If you wish to pay all of your loan off at some point, then there is no charge. However - because the loans are front loaded (which means that most of the interest is paid off at the start of the loan and the further through the loan you get, the more capital you are actually paying off), means that if you wish to pay it off very early, then you may have to pay off a little more so that the company can recover the costs of lending to you in the first place, as permitted by the consumer credit act. Usually though, you'll receive some kind of discount for settling your loan early :)
Tesco Personal Finance is a well run company, with well trained and helpful staff, and offers good rates. They do take a little more time over processing applications than some companies, however this is in the consumers interest. They aren't perfect, they do make mistakes, I'm not going to pretend they don't (I have after all, been on the receiving end of complaints), however overall they do strive to provide a good service. Its certainly worth checking them out :)

* _Your goal_
In the excerpt about Tesco Personal Finance loans, what does it mean for the loans to be "front loaded"?

Object location annotation data

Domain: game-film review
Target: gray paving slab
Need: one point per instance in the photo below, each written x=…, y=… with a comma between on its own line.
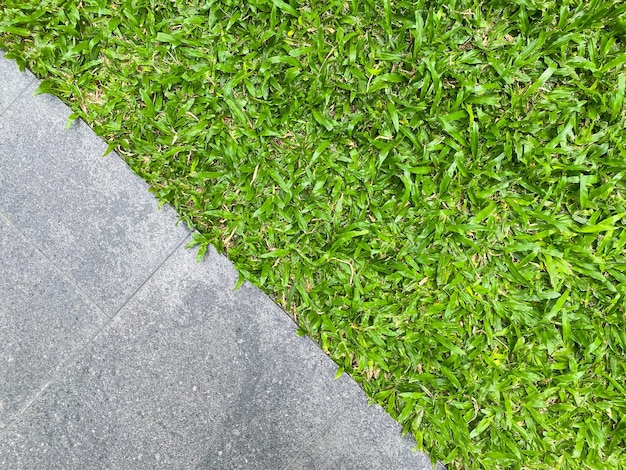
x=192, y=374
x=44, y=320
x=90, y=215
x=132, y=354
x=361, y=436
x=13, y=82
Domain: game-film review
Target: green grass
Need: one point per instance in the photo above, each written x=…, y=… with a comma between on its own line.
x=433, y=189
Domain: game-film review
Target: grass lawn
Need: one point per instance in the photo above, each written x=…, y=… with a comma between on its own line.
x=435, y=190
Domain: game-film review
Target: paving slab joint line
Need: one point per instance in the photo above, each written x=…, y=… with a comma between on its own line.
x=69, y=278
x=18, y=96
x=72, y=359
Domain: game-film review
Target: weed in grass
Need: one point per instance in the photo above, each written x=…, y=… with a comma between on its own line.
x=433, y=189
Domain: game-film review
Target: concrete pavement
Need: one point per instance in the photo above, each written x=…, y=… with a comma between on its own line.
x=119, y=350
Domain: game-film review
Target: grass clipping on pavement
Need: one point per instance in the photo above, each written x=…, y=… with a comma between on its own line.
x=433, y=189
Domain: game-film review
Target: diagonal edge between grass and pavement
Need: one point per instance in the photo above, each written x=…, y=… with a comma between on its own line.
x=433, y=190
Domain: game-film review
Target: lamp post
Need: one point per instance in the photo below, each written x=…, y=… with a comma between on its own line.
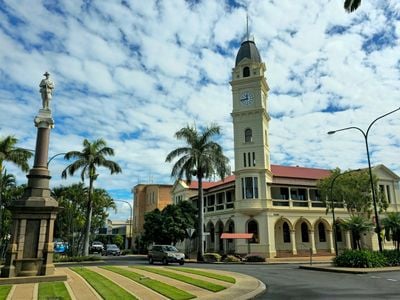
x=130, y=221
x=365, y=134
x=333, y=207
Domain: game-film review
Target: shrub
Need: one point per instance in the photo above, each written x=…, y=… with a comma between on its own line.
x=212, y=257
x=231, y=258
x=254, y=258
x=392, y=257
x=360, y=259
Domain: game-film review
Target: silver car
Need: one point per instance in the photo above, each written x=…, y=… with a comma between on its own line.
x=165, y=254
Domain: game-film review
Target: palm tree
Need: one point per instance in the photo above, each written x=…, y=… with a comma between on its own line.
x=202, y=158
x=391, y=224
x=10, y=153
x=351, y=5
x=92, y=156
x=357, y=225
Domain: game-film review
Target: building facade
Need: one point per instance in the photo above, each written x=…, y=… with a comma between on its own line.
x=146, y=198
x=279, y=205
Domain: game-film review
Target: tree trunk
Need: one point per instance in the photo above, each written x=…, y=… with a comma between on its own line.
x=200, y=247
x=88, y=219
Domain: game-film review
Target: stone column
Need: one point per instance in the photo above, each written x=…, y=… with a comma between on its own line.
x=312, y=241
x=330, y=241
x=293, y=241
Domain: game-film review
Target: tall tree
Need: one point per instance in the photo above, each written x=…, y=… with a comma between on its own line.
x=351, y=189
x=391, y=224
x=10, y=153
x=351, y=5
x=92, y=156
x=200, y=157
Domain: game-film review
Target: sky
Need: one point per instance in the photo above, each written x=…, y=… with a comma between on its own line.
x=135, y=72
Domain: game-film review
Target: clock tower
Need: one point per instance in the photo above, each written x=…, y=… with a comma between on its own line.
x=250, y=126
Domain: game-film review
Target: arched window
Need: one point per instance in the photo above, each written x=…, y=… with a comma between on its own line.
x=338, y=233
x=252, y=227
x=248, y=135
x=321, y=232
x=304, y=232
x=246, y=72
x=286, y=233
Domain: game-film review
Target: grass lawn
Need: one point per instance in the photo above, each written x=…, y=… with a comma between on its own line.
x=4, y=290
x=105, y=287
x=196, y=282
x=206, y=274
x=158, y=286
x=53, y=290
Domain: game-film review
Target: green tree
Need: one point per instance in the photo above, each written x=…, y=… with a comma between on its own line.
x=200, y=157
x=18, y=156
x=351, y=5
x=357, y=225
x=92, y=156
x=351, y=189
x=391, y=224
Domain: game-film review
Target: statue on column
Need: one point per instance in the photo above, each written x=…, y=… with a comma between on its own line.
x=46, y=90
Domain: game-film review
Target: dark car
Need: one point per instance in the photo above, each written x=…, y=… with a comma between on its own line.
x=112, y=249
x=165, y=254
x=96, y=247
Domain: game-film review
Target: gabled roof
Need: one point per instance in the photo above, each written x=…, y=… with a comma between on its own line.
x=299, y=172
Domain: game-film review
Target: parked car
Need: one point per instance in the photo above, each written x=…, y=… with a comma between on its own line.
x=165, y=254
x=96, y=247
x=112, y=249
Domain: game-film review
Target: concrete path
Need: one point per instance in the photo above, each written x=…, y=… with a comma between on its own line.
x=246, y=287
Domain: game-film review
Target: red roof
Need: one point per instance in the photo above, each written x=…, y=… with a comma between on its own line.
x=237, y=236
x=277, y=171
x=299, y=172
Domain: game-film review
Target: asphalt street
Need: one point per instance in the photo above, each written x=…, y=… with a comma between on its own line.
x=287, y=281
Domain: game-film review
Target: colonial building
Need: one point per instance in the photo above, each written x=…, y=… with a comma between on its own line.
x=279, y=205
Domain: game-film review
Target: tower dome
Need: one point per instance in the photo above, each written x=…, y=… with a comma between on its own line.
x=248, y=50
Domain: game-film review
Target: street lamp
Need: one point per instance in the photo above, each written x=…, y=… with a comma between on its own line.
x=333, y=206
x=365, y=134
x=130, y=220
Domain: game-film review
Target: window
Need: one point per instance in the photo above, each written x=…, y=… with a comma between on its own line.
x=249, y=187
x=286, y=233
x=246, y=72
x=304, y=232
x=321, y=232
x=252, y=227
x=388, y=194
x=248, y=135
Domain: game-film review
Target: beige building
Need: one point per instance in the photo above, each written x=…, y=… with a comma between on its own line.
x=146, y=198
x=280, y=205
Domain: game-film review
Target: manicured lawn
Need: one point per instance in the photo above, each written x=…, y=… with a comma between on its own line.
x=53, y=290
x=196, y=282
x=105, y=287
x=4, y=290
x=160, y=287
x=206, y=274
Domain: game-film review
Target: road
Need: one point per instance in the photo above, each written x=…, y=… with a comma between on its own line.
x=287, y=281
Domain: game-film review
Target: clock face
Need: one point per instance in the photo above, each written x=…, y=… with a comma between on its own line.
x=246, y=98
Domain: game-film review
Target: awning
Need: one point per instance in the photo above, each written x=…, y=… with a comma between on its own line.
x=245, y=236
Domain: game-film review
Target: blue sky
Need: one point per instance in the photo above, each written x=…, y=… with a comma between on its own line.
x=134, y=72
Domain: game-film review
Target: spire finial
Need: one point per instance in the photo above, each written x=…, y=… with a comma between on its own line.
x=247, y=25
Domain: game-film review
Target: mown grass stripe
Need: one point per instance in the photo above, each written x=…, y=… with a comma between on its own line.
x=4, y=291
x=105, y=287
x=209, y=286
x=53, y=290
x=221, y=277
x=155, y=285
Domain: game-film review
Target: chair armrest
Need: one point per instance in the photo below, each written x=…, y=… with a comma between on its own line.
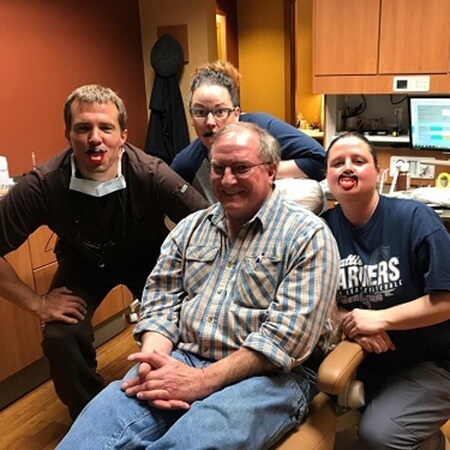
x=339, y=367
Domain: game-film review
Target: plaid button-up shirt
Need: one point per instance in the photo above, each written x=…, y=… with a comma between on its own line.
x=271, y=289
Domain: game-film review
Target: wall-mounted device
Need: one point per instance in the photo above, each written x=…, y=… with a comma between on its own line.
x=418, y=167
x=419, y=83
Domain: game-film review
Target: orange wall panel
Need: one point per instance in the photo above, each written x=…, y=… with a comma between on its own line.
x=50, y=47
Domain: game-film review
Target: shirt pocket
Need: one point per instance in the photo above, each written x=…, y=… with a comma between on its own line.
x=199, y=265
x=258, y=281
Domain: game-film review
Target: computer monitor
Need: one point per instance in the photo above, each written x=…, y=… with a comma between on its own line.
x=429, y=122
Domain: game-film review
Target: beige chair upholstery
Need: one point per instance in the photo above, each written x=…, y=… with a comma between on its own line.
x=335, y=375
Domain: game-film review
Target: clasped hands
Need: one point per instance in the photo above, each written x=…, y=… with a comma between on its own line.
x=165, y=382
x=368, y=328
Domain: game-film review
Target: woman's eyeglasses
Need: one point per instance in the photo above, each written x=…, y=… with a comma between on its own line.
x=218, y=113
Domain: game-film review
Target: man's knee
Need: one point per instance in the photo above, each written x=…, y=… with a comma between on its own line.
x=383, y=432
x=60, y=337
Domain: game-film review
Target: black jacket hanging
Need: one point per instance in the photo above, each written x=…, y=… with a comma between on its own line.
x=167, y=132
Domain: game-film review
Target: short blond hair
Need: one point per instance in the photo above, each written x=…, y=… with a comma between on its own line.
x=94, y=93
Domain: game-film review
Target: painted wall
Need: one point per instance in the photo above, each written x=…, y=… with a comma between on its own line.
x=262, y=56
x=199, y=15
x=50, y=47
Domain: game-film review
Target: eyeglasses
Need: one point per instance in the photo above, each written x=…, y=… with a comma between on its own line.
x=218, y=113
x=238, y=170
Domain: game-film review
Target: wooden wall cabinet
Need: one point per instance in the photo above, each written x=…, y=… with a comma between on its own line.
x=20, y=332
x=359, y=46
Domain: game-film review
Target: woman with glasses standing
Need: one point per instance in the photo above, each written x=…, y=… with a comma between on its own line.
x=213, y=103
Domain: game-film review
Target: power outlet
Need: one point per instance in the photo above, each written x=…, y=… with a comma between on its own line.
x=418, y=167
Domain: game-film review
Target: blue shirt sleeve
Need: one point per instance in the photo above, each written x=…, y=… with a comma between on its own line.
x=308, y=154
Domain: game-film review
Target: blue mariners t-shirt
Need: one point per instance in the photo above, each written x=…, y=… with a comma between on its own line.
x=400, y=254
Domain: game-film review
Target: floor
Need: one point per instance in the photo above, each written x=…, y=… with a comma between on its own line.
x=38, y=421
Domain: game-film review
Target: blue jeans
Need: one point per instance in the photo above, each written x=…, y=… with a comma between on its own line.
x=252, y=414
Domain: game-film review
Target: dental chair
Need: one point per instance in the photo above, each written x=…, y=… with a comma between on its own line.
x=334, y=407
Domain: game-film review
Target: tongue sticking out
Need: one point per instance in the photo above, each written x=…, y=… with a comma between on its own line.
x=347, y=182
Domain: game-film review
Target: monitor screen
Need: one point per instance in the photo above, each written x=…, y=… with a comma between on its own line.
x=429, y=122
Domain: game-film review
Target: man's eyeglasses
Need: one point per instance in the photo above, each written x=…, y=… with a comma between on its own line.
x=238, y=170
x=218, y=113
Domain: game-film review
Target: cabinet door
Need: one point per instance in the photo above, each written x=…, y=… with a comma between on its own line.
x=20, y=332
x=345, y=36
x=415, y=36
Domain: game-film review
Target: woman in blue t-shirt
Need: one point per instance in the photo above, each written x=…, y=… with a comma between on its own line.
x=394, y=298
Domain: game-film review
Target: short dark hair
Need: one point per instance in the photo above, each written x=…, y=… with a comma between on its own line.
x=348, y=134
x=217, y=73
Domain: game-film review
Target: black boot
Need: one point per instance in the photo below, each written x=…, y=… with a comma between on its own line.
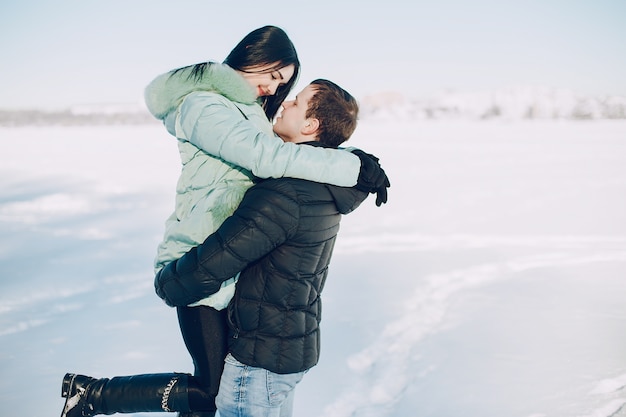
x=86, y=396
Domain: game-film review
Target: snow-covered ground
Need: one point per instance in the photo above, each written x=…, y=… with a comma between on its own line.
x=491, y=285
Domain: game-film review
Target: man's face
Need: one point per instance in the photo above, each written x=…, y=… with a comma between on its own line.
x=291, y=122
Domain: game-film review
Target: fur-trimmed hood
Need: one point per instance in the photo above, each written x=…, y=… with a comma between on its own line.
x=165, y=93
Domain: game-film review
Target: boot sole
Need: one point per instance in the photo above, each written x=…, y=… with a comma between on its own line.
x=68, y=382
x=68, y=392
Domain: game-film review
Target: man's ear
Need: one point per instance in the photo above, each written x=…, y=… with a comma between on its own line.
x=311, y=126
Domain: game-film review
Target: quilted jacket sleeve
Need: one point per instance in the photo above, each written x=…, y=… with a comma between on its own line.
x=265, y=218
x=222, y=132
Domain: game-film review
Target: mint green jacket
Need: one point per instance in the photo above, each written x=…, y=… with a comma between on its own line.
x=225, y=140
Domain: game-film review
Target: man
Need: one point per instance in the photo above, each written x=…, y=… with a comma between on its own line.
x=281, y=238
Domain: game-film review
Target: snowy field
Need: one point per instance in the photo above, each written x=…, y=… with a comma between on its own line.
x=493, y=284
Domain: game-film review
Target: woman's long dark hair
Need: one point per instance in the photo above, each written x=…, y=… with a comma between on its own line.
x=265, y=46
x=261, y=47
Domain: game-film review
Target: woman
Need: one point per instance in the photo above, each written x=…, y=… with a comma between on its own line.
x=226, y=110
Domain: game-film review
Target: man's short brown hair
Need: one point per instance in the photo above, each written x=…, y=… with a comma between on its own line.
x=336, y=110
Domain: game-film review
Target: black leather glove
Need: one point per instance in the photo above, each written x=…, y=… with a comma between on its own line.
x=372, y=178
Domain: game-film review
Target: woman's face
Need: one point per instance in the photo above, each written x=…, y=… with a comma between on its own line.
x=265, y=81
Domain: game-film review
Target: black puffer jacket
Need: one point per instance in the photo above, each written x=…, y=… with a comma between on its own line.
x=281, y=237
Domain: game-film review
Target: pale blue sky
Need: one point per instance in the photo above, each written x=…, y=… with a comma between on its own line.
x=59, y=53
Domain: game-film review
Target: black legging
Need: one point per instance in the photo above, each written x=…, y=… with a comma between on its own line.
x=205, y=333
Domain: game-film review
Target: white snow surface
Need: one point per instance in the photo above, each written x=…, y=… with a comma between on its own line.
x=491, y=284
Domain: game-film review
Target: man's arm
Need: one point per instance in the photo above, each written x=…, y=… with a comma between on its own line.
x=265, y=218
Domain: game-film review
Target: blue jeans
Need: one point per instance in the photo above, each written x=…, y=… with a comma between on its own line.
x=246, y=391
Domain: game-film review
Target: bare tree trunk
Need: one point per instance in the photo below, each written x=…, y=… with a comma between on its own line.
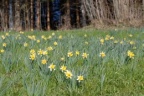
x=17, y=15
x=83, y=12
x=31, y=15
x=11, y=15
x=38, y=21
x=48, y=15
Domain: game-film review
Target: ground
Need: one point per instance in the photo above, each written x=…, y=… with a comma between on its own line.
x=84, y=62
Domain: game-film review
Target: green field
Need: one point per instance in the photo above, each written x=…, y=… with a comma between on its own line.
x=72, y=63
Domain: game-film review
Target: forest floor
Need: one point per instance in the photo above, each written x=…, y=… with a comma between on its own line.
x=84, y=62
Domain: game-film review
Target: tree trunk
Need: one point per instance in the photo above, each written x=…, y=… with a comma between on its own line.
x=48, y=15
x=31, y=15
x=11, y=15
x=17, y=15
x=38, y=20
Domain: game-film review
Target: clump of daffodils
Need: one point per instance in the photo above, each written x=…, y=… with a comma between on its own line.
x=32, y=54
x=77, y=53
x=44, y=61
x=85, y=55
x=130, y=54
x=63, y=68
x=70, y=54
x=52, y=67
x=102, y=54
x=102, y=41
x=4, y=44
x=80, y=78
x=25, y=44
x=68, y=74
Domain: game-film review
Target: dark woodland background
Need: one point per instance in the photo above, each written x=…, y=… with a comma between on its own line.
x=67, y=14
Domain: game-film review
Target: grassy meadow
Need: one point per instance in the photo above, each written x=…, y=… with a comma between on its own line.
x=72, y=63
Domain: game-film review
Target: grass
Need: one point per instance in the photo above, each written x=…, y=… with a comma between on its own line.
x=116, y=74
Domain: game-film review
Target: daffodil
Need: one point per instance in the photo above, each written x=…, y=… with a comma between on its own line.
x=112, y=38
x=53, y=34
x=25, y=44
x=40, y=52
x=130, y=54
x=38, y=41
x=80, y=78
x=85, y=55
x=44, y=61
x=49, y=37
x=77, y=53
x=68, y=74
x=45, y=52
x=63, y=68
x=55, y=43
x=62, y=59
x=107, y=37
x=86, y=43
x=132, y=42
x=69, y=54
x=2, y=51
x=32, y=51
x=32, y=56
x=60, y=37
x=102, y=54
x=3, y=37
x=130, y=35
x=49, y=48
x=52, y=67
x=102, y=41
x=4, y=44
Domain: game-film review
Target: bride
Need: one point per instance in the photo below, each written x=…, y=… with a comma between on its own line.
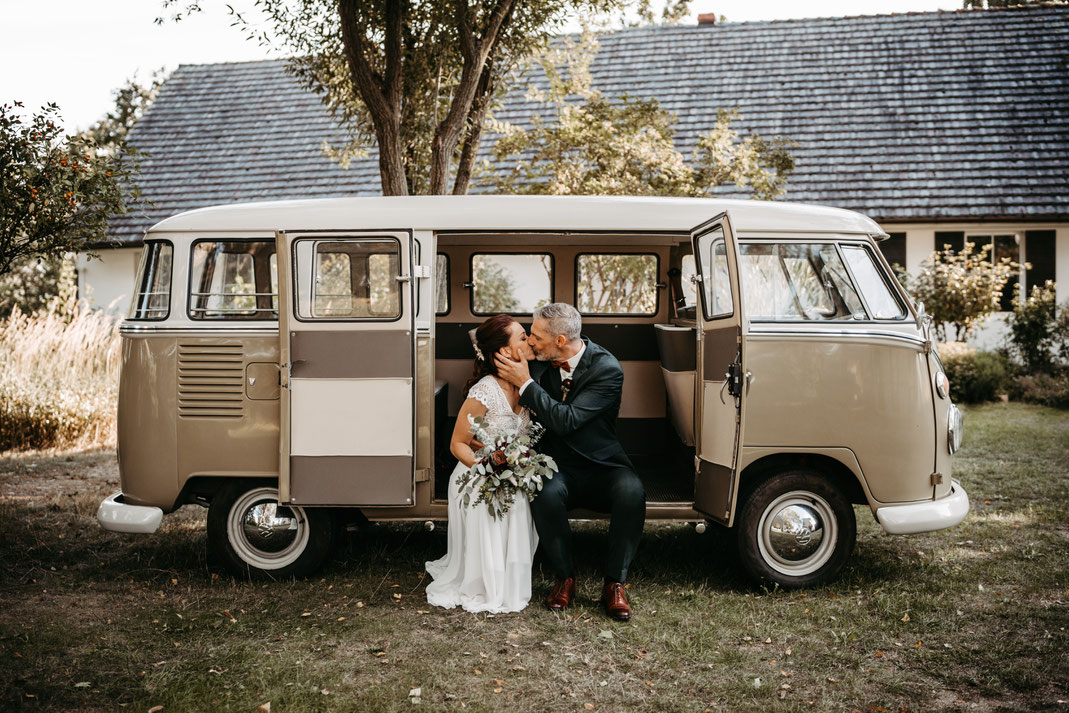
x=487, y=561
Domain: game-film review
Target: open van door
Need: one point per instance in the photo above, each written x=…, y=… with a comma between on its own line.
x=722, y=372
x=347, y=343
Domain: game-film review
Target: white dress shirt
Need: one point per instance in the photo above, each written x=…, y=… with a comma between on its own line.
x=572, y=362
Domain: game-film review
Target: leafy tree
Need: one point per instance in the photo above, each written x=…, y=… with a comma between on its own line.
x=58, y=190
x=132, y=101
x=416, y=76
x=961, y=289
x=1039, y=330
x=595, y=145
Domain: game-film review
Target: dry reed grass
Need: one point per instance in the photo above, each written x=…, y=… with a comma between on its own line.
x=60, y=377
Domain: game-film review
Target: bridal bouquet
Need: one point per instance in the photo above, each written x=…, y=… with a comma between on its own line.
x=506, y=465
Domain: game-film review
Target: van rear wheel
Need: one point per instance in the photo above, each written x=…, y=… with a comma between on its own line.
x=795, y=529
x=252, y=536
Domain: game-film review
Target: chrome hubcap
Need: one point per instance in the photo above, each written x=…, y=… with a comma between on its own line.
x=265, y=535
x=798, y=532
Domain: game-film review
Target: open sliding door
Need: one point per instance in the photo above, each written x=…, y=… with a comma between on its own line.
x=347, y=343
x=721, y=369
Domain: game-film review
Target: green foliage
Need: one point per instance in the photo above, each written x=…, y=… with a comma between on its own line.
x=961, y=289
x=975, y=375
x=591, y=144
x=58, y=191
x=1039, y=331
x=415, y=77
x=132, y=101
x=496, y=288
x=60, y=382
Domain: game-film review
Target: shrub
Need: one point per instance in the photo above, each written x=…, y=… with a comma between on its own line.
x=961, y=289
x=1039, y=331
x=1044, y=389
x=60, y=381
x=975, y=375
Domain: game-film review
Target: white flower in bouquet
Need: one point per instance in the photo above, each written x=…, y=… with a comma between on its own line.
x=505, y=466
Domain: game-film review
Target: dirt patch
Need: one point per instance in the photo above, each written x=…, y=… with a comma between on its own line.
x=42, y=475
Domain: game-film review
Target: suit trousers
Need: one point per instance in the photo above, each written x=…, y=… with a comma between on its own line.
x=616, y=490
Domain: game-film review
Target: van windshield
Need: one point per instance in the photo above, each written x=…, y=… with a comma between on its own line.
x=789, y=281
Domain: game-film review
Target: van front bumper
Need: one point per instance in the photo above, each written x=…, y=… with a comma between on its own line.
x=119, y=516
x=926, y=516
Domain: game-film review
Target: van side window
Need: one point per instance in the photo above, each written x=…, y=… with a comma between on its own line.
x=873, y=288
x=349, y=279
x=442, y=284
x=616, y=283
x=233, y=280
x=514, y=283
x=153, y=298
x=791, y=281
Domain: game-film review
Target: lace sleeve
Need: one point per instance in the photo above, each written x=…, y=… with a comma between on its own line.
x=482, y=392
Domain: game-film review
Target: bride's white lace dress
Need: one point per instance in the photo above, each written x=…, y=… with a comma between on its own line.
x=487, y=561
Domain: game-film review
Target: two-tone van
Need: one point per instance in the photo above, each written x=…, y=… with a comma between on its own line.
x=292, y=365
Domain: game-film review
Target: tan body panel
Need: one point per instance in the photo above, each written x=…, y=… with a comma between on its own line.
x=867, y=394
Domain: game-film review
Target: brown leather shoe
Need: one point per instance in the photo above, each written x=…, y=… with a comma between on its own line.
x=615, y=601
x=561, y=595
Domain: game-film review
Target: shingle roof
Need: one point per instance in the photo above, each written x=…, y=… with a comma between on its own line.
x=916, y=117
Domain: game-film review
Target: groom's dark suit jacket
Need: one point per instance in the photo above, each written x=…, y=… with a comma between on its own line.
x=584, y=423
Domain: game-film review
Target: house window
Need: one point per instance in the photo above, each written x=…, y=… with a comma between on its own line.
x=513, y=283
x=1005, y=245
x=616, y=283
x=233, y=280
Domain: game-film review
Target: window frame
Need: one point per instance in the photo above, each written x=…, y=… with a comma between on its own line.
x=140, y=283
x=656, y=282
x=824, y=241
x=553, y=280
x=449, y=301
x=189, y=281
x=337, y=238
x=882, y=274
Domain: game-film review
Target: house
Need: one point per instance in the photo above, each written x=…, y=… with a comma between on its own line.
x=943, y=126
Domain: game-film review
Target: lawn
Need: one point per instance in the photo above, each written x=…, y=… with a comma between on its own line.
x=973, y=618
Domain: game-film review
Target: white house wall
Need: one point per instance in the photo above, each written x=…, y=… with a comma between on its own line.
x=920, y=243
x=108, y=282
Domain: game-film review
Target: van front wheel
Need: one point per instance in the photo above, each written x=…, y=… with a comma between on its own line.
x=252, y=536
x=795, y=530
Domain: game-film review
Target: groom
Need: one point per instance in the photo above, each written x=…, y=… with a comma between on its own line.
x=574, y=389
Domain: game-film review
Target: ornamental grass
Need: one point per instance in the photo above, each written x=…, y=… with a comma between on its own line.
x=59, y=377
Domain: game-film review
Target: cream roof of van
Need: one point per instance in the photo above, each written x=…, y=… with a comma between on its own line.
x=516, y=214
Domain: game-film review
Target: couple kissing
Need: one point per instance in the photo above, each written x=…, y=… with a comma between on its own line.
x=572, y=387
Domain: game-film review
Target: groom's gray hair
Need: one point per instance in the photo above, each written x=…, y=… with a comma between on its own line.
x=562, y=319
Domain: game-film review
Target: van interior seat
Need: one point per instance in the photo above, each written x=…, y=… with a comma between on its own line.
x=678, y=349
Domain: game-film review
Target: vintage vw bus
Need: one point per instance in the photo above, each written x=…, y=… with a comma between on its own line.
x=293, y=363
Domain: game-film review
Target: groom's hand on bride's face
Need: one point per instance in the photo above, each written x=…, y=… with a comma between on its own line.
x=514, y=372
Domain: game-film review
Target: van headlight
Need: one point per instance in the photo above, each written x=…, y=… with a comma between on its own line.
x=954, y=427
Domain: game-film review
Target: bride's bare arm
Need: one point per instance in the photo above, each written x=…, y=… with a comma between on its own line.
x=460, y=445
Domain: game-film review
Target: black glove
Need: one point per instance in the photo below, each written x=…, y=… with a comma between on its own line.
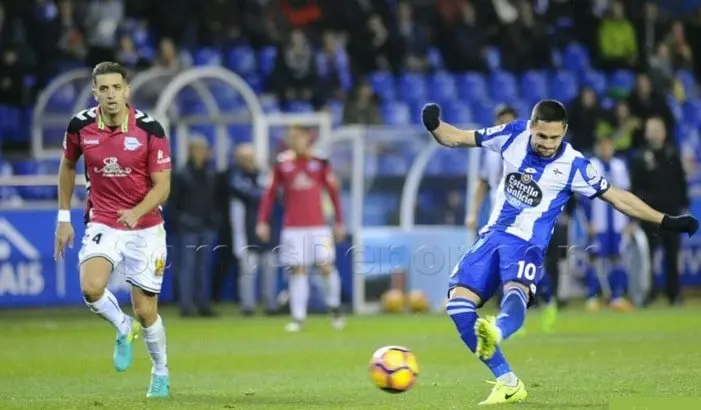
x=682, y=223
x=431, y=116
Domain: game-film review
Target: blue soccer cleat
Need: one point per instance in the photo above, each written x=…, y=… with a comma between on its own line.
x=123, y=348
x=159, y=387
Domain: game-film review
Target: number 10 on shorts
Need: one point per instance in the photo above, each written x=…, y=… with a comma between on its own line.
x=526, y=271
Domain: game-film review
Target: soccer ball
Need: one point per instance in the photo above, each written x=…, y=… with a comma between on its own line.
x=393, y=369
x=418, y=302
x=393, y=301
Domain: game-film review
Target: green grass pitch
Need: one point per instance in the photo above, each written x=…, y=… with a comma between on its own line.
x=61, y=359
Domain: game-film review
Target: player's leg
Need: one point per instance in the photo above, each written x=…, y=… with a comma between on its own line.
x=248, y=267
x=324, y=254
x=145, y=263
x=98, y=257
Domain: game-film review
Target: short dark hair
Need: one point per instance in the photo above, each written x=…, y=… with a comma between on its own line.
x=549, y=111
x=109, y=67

* _Response for this exercise_
Most of the interest is paid off at the start of the loan, and the further through the loan you get, the more capital you are paying off.